# Start of TASK INPUTS

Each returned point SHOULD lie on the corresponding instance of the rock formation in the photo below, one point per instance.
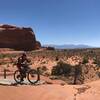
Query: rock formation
(18, 38)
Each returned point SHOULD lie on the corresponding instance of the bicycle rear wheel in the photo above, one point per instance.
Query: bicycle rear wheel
(17, 76)
(33, 76)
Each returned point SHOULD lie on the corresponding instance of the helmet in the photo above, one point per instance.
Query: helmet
(24, 54)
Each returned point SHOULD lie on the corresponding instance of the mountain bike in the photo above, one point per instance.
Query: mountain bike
(31, 75)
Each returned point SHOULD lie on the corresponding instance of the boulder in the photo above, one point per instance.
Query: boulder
(18, 38)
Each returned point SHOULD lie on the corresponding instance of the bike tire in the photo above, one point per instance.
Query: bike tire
(36, 76)
(15, 77)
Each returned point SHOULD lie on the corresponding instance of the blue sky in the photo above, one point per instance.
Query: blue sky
(56, 21)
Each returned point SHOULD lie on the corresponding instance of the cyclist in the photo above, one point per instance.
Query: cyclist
(22, 65)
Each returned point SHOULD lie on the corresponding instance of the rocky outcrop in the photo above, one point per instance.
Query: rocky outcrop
(18, 38)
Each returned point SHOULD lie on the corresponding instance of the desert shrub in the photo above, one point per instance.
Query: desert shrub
(97, 61)
(61, 69)
(85, 60)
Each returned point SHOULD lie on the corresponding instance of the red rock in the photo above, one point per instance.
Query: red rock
(18, 38)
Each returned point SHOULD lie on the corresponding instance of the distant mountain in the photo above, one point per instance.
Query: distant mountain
(68, 46)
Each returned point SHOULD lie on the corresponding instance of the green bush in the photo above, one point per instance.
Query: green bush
(85, 60)
(61, 69)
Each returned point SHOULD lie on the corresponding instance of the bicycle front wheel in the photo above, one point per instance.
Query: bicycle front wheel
(33, 76)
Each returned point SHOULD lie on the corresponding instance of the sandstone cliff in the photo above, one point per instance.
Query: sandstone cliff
(18, 38)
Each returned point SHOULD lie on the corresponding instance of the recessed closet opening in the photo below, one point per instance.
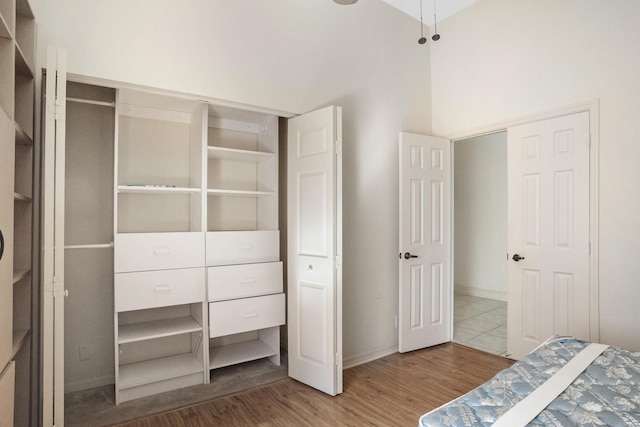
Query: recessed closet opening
(480, 242)
(142, 167)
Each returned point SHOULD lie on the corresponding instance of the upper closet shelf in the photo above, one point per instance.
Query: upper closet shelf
(221, 153)
(22, 66)
(155, 189)
(239, 193)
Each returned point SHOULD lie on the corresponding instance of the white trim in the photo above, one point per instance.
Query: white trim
(593, 108)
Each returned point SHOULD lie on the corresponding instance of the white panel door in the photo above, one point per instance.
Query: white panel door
(53, 239)
(548, 173)
(314, 283)
(425, 312)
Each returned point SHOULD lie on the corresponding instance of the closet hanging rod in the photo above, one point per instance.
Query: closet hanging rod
(95, 246)
(89, 101)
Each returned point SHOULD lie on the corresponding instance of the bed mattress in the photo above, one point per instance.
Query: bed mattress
(606, 393)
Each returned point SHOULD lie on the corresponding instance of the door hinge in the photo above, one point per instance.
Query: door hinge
(59, 109)
(56, 288)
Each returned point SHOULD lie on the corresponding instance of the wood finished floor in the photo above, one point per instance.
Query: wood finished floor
(392, 391)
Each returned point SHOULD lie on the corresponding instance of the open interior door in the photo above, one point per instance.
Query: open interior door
(53, 239)
(548, 262)
(314, 249)
(425, 312)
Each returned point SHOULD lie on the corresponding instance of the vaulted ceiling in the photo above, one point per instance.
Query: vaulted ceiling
(443, 8)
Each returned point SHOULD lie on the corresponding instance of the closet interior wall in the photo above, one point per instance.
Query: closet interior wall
(89, 236)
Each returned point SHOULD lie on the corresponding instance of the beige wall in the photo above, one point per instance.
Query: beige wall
(292, 56)
(501, 60)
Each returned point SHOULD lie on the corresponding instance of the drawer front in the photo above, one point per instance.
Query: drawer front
(247, 314)
(155, 251)
(241, 281)
(242, 247)
(149, 289)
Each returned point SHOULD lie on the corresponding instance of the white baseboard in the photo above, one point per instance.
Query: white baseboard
(481, 293)
(70, 387)
(359, 359)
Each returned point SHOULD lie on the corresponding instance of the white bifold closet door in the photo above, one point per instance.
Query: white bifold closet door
(314, 227)
(53, 239)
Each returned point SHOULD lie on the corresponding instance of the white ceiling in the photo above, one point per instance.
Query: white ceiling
(444, 8)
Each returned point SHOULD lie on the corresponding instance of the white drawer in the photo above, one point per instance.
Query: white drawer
(245, 280)
(155, 251)
(247, 314)
(149, 289)
(242, 247)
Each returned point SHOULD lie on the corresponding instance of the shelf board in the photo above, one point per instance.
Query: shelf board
(20, 274)
(22, 66)
(4, 28)
(22, 137)
(221, 153)
(18, 197)
(144, 189)
(239, 193)
(157, 329)
(245, 351)
(19, 337)
(150, 371)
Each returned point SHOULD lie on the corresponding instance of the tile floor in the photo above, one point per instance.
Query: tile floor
(480, 323)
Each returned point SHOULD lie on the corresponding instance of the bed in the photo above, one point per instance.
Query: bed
(607, 392)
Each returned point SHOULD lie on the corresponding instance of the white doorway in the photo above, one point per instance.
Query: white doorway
(480, 242)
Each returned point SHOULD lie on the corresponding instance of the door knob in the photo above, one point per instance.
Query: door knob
(517, 257)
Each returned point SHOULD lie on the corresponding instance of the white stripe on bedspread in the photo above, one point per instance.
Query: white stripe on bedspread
(528, 408)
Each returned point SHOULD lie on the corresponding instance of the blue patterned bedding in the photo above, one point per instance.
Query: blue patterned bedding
(606, 393)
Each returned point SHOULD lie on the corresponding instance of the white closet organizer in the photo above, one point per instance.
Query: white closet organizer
(244, 274)
(159, 281)
(198, 278)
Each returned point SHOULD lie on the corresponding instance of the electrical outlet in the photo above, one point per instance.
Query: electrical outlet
(84, 352)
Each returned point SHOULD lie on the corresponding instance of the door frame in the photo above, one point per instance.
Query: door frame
(593, 108)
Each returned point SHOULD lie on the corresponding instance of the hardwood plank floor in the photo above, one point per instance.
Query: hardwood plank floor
(392, 391)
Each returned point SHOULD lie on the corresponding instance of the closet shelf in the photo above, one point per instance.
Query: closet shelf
(221, 153)
(239, 193)
(18, 197)
(150, 189)
(241, 352)
(143, 373)
(22, 66)
(157, 329)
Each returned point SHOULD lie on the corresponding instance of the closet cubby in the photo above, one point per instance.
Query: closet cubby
(159, 282)
(244, 274)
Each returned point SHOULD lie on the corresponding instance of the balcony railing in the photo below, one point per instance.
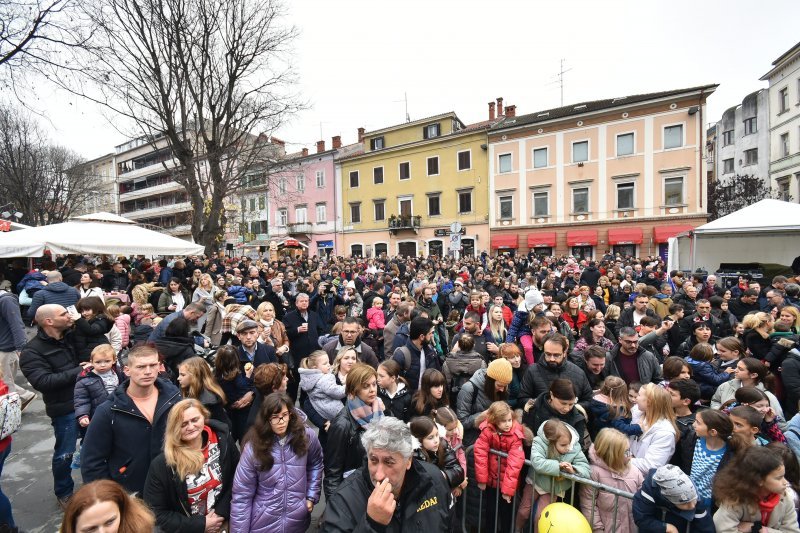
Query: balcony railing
(404, 222)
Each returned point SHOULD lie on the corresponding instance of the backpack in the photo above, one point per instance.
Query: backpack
(10, 414)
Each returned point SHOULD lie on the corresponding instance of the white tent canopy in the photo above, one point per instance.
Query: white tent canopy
(96, 233)
(765, 232)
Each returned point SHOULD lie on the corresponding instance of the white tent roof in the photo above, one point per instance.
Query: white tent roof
(97, 233)
(766, 215)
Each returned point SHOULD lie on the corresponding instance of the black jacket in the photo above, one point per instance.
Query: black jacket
(424, 503)
(302, 344)
(166, 494)
(121, 443)
(51, 367)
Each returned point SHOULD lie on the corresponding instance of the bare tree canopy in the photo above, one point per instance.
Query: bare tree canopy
(211, 77)
(42, 181)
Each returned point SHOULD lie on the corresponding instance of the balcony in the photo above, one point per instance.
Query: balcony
(404, 222)
(299, 228)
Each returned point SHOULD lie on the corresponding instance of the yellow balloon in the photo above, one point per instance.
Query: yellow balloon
(563, 518)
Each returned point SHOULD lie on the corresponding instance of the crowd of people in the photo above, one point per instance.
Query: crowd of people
(233, 394)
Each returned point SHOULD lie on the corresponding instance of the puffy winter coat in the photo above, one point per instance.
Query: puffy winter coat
(274, 500)
(325, 395)
(90, 392)
(166, 493)
(486, 464)
(655, 447)
(605, 503)
(545, 473)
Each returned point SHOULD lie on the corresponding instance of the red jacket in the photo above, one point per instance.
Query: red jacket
(486, 463)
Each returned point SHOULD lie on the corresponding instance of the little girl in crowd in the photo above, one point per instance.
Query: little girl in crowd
(556, 449)
(752, 496)
(432, 447)
(393, 391)
(499, 431)
(610, 407)
(610, 457)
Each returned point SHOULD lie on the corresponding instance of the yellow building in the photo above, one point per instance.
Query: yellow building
(402, 192)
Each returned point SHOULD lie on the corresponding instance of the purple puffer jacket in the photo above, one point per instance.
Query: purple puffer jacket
(274, 501)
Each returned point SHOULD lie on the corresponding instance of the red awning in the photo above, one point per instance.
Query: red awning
(582, 237)
(546, 239)
(661, 234)
(625, 236)
(505, 241)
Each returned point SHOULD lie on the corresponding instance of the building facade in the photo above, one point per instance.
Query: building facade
(620, 175)
(742, 139)
(411, 182)
(784, 123)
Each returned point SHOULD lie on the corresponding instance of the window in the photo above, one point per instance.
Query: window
(750, 125)
(580, 200)
(505, 163)
(434, 205)
(727, 166)
(625, 196)
(464, 160)
(625, 144)
(506, 207)
(673, 191)
(727, 137)
(405, 171)
(540, 158)
(433, 166)
(464, 202)
(380, 210)
(580, 151)
(376, 143)
(673, 137)
(355, 213)
(430, 131)
(541, 201)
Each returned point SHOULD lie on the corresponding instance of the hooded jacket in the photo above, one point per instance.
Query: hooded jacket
(167, 496)
(325, 395)
(604, 503)
(266, 501)
(546, 474)
(121, 443)
(424, 503)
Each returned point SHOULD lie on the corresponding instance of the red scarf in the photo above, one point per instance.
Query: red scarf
(767, 505)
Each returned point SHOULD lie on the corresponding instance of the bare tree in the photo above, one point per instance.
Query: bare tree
(211, 77)
(44, 182)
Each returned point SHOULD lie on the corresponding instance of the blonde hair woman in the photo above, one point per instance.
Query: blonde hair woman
(189, 485)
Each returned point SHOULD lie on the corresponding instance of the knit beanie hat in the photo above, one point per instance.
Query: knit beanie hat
(500, 370)
(676, 487)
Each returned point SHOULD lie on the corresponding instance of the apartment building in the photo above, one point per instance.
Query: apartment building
(784, 123)
(619, 175)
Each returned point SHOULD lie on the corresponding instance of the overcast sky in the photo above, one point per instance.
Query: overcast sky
(356, 60)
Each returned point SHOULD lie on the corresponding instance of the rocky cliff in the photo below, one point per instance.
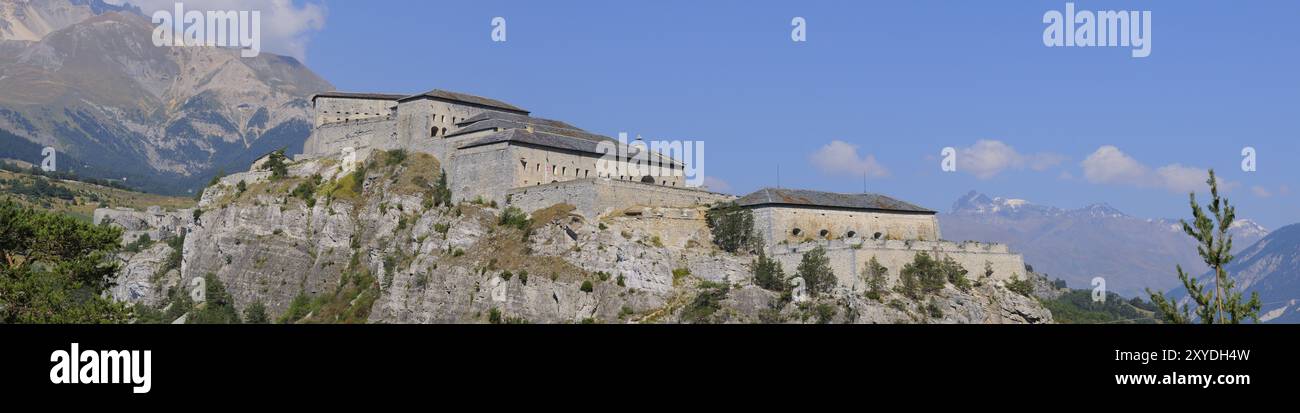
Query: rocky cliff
(330, 243)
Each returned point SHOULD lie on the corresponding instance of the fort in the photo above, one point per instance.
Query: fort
(497, 152)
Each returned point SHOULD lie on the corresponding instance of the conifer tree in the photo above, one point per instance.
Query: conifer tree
(1217, 303)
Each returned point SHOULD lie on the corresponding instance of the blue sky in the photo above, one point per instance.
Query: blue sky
(891, 81)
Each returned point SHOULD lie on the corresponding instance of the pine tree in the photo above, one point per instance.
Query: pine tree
(768, 273)
(815, 270)
(441, 191)
(875, 277)
(1221, 304)
(56, 269)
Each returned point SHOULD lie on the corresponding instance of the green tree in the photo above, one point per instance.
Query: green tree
(875, 278)
(256, 313)
(441, 190)
(217, 308)
(815, 270)
(927, 273)
(56, 269)
(732, 227)
(276, 165)
(768, 273)
(1221, 304)
(956, 274)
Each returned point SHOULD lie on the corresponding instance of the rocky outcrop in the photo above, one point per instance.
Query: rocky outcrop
(380, 251)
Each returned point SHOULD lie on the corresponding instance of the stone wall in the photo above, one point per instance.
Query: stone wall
(346, 109)
(849, 257)
(601, 196)
(494, 170)
(423, 125)
(330, 139)
(482, 172)
(778, 225)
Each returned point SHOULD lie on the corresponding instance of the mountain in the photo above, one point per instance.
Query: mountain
(85, 77)
(1272, 268)
(1096, 240)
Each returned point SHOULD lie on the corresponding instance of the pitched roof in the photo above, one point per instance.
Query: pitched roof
(590, 144)
(351, 95)
(501, 120)
(818, 199)
(467, 99)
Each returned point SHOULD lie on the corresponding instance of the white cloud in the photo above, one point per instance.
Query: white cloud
(1261, 191)
(716, 185)
(286, 27)
(1110, 165)
(989, 157)
(1113, 166)
(841, 159)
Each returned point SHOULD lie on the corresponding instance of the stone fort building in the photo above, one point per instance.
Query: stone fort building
(499, 152)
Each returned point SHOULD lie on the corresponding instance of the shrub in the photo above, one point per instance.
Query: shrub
(514, 217)
(276, 165)
(306, 190)
(256, 313)
(1021, 286)
(298, 308)
(705, 305)
(394, 157)
(768, 274)
(824, 313)
(815, 270)
(677, 274)
(934, 309)
(141, 243)
(732, 227)
(922, 275)
(219, 307)
(875, 277)
(956, 274)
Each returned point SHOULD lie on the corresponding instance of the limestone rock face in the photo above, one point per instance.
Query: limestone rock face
(139, 279)
(388, 255)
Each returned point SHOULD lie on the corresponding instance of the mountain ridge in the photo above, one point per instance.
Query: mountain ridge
(1130, 252)
(161, 118)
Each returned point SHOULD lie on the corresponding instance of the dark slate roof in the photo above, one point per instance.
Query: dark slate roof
(551, 140)
(515, 117)
(350, 95)
(818, 199)
(467, 99)
(502, 121)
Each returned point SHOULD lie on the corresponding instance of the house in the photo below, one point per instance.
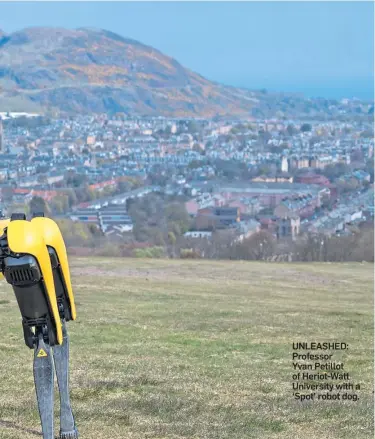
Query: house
(288, 226)
(212, 218)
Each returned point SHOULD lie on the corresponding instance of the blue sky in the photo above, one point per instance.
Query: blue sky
(318, 48)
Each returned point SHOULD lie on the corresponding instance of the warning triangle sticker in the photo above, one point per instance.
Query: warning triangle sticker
(42, 353)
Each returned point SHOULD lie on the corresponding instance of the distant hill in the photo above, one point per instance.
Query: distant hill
(93, 70)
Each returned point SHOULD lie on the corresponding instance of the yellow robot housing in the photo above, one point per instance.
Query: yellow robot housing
(27, 267)
(60, 267)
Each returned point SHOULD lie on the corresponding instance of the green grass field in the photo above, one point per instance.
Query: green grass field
(198, 349)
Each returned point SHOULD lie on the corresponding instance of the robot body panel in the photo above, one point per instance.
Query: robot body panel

# End of TASK INPUTS

AIM →
Quote exactly, and only, the lines from the one containing "of the limestone" through the last line of the records above, both included; leave out any pictures.

ANSWER BELOW →
Each returned point SHOULD lie on the corresponding instance of the limestone rock face in the photo above, one point per instance.
Query: limestone rock face
(139, 279)
(388, 255)
Each returned point SHOULD lie on the corresponding instance of the mountain ridge in the photo above, one point per instance.
Query: mountain ridge
(1130, 252)
(161, 118)
Each returned point SHOULD lie on the corresponding instance of the dark slate roof in the photo above, one point per instance.
Query: dark slate roof
(551, 140)
(515, 117)
(350, 95)
(818, 199)
(467, 99)
(502, 121)
Each returned point SHOULD lie on the corresponding instance of the house in the photo below, one point per instance.
Query: house
(288, 226)
(212, 218)
Each returned point SHOULD lie on the corresponding instance of the blue sky in the photo above, one point per instance.
Query: blue sky
(318, 48)
Each returned point SHOULD lie on the corresponding instance of the warning triangle sticker in the photo above, one point per instance.
Query: warning triangle sticker
(42, 353)
Each returned point SHOULD lie on the corresponding instance of the distant hill in the photo above, one point per instance.
Query: distant hill
(93, 70)
Each returned point SHOULD lie on the corresponding instance of the yellow robot housing in the photo above, one point per instance.
Query: yellow robot housing
(27, 267)
(60, 267)
Each returned point SHOULD lie on the corresponding instance of the green grass field in the photo above, one point per instance.
Query: green grass field
(198, 349)
Each returned point SHOULD lie on the corresponding instance of the robot body panel in the photo above, one point per instance.
Query: robot body panel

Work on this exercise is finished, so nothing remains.